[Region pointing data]

----

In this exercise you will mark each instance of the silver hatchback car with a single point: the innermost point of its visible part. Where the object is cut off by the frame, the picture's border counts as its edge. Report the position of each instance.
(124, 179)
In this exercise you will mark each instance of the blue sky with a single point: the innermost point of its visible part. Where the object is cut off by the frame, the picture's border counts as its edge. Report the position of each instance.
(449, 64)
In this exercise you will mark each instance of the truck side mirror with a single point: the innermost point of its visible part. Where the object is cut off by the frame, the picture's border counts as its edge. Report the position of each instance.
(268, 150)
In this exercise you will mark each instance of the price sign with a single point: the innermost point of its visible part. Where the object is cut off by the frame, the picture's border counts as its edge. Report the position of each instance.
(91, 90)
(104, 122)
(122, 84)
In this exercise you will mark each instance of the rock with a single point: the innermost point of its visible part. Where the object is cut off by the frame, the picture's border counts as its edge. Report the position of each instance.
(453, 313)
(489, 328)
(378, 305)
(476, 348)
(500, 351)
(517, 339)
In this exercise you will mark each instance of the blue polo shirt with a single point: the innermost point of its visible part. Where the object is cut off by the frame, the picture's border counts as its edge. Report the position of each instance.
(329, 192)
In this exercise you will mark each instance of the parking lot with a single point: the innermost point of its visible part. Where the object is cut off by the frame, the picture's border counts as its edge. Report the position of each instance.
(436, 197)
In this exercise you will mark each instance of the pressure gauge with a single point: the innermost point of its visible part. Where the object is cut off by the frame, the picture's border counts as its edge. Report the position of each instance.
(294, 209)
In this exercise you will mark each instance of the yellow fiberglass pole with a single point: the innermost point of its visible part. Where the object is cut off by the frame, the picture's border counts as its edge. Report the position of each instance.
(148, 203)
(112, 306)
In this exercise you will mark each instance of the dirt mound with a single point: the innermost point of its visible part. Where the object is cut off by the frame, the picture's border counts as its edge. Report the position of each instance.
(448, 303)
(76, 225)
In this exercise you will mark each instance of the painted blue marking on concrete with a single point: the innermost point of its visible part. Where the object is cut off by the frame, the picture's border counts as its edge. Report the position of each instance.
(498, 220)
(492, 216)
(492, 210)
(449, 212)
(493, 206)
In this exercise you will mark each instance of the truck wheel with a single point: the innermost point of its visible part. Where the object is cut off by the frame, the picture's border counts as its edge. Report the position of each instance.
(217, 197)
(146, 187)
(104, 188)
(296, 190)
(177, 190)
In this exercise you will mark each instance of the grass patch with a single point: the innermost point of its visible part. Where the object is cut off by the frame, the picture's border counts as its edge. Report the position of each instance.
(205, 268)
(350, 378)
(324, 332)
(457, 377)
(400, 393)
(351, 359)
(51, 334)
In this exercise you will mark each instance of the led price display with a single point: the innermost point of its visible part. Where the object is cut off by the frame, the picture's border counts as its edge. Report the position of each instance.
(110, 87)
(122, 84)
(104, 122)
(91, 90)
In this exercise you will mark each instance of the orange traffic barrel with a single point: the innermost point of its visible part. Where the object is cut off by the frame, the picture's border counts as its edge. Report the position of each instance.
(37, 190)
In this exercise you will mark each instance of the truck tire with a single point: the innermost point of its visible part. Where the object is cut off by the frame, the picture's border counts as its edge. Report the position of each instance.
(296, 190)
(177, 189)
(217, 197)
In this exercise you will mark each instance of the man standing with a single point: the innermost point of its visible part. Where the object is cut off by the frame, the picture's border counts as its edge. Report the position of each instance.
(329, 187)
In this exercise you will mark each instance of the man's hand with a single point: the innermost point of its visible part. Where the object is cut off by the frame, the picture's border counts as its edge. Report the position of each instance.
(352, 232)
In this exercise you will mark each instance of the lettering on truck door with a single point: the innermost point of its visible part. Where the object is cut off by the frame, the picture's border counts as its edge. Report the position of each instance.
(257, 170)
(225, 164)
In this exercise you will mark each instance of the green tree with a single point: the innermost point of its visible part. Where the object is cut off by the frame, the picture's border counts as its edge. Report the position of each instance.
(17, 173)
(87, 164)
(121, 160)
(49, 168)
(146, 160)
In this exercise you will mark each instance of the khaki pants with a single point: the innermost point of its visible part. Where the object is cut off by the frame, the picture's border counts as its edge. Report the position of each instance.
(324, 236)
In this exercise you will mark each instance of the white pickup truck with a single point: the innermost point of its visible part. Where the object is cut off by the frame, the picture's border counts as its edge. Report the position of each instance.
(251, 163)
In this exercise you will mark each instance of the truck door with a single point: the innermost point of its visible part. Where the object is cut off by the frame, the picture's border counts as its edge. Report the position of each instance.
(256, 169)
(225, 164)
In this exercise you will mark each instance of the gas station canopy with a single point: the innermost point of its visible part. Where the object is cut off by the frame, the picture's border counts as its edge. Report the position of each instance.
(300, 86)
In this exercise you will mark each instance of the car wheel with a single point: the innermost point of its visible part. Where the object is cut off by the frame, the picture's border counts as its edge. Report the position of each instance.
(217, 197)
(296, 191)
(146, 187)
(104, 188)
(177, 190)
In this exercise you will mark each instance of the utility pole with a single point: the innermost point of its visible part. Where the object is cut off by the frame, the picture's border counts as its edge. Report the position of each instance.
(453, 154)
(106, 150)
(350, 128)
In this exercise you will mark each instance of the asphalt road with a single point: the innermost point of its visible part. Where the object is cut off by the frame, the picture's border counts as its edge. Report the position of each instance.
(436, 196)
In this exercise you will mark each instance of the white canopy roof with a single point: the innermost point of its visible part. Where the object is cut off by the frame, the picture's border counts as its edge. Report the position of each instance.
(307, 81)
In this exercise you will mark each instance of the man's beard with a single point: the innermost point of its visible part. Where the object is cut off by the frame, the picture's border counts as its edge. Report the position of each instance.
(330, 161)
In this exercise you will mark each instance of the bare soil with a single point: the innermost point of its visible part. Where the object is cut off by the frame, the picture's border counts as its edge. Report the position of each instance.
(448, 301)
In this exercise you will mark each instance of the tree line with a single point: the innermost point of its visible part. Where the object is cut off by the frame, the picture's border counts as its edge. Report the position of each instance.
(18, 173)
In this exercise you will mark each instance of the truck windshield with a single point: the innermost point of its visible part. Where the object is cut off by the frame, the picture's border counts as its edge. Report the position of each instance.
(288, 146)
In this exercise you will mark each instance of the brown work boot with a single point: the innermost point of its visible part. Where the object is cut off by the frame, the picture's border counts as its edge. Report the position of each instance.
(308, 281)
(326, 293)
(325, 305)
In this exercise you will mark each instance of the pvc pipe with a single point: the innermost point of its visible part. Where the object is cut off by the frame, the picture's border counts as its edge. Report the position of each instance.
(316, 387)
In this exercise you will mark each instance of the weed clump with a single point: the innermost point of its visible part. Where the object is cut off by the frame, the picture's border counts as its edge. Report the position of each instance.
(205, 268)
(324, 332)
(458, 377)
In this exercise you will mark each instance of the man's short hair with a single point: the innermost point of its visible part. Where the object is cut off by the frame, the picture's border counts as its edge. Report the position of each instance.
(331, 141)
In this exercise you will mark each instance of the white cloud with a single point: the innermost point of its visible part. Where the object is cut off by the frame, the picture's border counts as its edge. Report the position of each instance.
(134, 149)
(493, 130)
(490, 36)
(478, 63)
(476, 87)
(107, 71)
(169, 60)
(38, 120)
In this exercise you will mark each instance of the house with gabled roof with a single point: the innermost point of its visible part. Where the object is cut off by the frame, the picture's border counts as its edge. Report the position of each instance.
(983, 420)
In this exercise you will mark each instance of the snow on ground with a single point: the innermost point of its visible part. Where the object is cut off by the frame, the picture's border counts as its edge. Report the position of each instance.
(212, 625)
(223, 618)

----

WHAT IS BEING ASKED: Print the data above exactly as it was provided.

RESULT FOR THIS TASK:
In this exercise you will mark each instance of the silver hatchback car with a single point: the innermost point of its visible part. Where the object is cut off by the frame, the picture's border counts as its edge. Report the position of each instance.
(124, 179)
In this exercise you will mark each instance of the blue sky with a single point: the innermost point of its visible part. Where the object is cut off by the frame, the picture's border counts as its edge. Report the position of each instance.
(449, 64)
In this exercise you will mark each instance of the truck side mirror with a single point: the innermost point of its visible part. Where the object is cut off by the frame, the picture's border counts as its edge. Report the position of each instance.
(268, 150)
In this exercise you will mark each instance of the price sign with a single point: the innermost point of its visible part. Where the object is cut off by the frame, the picture's border counts as its edge. Report the position of each instance.
(91, 90)
(104, 122)
(122, 84)
In this exercise you will mark each instance of the rock with a single point: the innermost point of its visible part. Where the object is cut off by the frame, the picture's border counts as its edge. Report the position of each instance.
(453, 313)
(489, 328)
(378, 305)
(476, 348)
(500, 351)
(517, 339)
In this exercise you will mark each instance of the blue polo shirt with a single point: the innermost point of its visible part. Where the object is cut off by the frame, the picture's border counts as its edge. Report the position of each instance.
(329, 192)
In this exercise you will mark each instance of the parking lot with a single point: the innermost point of its visible part. Where the object is cut off by the frame, the picture's border counts as its edge. Report the position of each instance.
(436, 197)
In this exercise you will mark each instance of the pressure gauge with a single point: the innermost point of its visible part. Where the object is cut off by the frame, the picture's border counts as its edge. Report the position of each instance.
(294, 209)
In this exercise you will mark each instance of the yellow fiberglass pole with a single point: the innermost point of its visible part. Where the object is cut off by the frame, the picture's border counts as its edge. Report the position of each instance.
(148, 203)
(112, 306)
In this exercise you will mark each instance of the dirt mound with a single point: the innermost point of its visible part. Where the object is cut off by the frame, the picture's border counts as its edge. Report the position of each instance.
(448, 303)
(76, 225)
In this exercise you will mark each instance of the painted blue marking on concrete with a single point: the innermost point of its visible part. Where the object is cut off by the frame, the picture's border counts as its edge. Report the position of each instance.
(498, 220)
(492, 216)
(492, 210)
(449, 212)
(493, 206)
In this exercise you will mark each instance of the truck wheel with a single point: the innermost point of its visible part. Where the object is cut off by the frame, the picture's border counts as its edge. Report the position of each instance.
(217, 197)
(146, 187)
(104, 188)
(296, 190)
(177, 190)
In this exercise you will mark each instance of the grass patch with a single point: the innermost point of its visible part. Where the object is cut off by the frame, the picture's border counts as its edge. Report the position of each instance.
(205, 268)
(350, 378)
(324, 332)
(457, 377)
(400, 393)
(351, 359)
(51, 334)
In this exercise you will mark each instance of the led price display with a single point: the innermost point of its visible part. Where the object is cut off by the frame, the picture's border counts as its edge. Report the position of each instance.
(110, 87)
(122, 84)
(104, 122)
(91, 90)
In this exercise you will mark each instance of the orange traffic barrel with a single point: the innermost point of its visible part. Where the object is cut off by the frame, the picture's border counts as its edge. Report the position of each instance.
(37, 190)
In this exercise you will mark each instance of the truck tire with a single point: the innermost point of its visible part. Where the object is cut off by the frame, the picture's border counts as its edge. Report the position of each instance.
(296, 190)
(177, 189)
(217, 197)
In this exercise you will mark each instance of the man standing with a single point: the innermost point of its visible part. Where the object is cut off by the frame, the picture's border counts as its edge. Report the position of each instance.
(329, 187)
In this exercise you will mark each instance of the man's hand with a single point: the innermost point of its visible part. Where the object is cut off by the frame, the picture's border counts as its edge. Report the position of each instance.
(352, 232)
In this exercise you will mark each instance of the lettering on truck door with a single point: the innermost point of its visible part. Where the object is cut off by the frame, the picture's border counts as its edge. Report the position of each instance.
(257, 170)
(225, 164)
In this exercise you will mark each instance of the green tree with a single point: the innermost point of its visible part. Where the object is cut off by the frame, the picture's border counts as its edge. Report the position of each instance.
(17, 173)
(87, 164)
(121, 160)
(49, 168)
(146, 160)
In this exercise you will mark each instance of the khaki pants with a single point: the innermost point of its visible part. Where the object is cut off by the frame, the picture's border counts as its edge. Report the position of each instance.
(324, 236)
In this exercise you will mark each instance of the white pickup truck with a single point: the innermost point of its visible part. Where the object is cut off by the frame, the picture's border counts as its edge. Report the position of each instance.
(251, 163)
In this exercise you will mark each instance of the truck door with a single point: the innermost point of its visible part. Where the object is cut off by the frame, the picture's border counts as its edge. Report the position of each instance.
(256, 169)
(225, 164)
In this exercise you will mark each instance of the gas station canopy with a single point: the innermost point of its visible part. Where the object is cut off by the frame, the picture's border counts as its edge. Report the position of each instance.
(300, 86)
In this exercise you will mark each instance of the car wheel with a single point: the innermost point of its visible part. Where the object is cut off by the frame, the picture's border counts as its edge. Report the position of each instance.
(217, 197)
(296, 191)
(146, 187)
(104, 188)
(177, 190)
In this exercise you will mark each instance of the utility pole with a single point: the innermost point of its visible part. Where the object is cut off by the frame, the picture's border counts as its edge. Report the position of each instance.
(453, 154)
(106, 150)
(350, 128)
In this exercise you will mark each instance of the asphalt road with a single point: the innermost point of its visible part. Where the object is cut off by the frame, the picture's border counts as its edge. Report the position of each instance.
(436, 196)
In this exercise you will mark each instance of the white canopy roof with a single point: the innermost point of its visible part. Where the object is cut off by the frame, the picture's border counts as its edge. Report the position of each instance.
(307, 81)
In this exercise you will mark each instance of the man's beard with a single point: the innermost point of its visible part. Where the object is cut off by the frame, the picture's border counts as its edge. Report the position of each instance.
(330, 161)
In this exercise you will mark each instance of the bare soil with a single point: the innermost point of its visible part. Where the object is cut off by the frame, the picture's border counts as its edge. Report the position of each instance.
(448, 301)
In this exercise you will mark each instance of the tree line with a single point: the innermost point of its visible part. Where the object is cut off by the frame, the picture's border counts as its edge. Report the position of each instance.
(18, 173)
In this exercise you will mark each instance of the truck windshield with a single point: the innermost point of its visible part. Where the object is cut off by the frame, the picture's border counts as its edge. Report the position of each instance.
(288, 146)
In this exercise you will mark each instance of the brown work boot with a single point: the innermost point of its visible part. Where the object is cut off by the frame, the picture's border counts as its edge. Report the position of each instance.
(308, 281)
(326, 293)
(325, 305)
In this exercise you will mark each instance of the pvc pipe with a single point: the innermost point of its visible part. Where the object is cut off by the frame, the picture's border counts as its edge. Report the position of each instance.
(316, 387)
In this exercise you will mark each instance of the weed clump with a single point: the innermost point of its visible part. Where the object is cut off by the frame, the picture's border counts as its edge. Report the position of each instance.
(205, 268)
(324, 332)
(458, 377)
In this exercise you will mark each instance of the man's short hair with a single point: the innermost point of its visible part. Where the object is cut off by the frame, the picture's border counts as its edge. Report the position of each instance.
(331, 141)
In this exercise you will mark each instance of the white cloud with a single point: the innermost point of its visible part. Where the object is cut off by the frame, the picture's border counts as its edge. Report the position of each instance.
(134, 149)
(493, 130)
(490, 36)
(478, 63)
(476, 87)
(107, 71)
(169, 60)
(38, 120)
In this exercise you will mark each instance of the house with gabled roof with a single point: the innermost point of its visible part. Where the object is cut off by the frame, the picture's border counts as its edge. Report the position of each instance.
(983, 420)
In this exercise you will mark each instance of the snow on ground with a single point: the innermost point of its visible part. Where the object is cut off by the frame, the picture's border counts as its edge. Report the position of each instance.
(212, 625)
(223, 618)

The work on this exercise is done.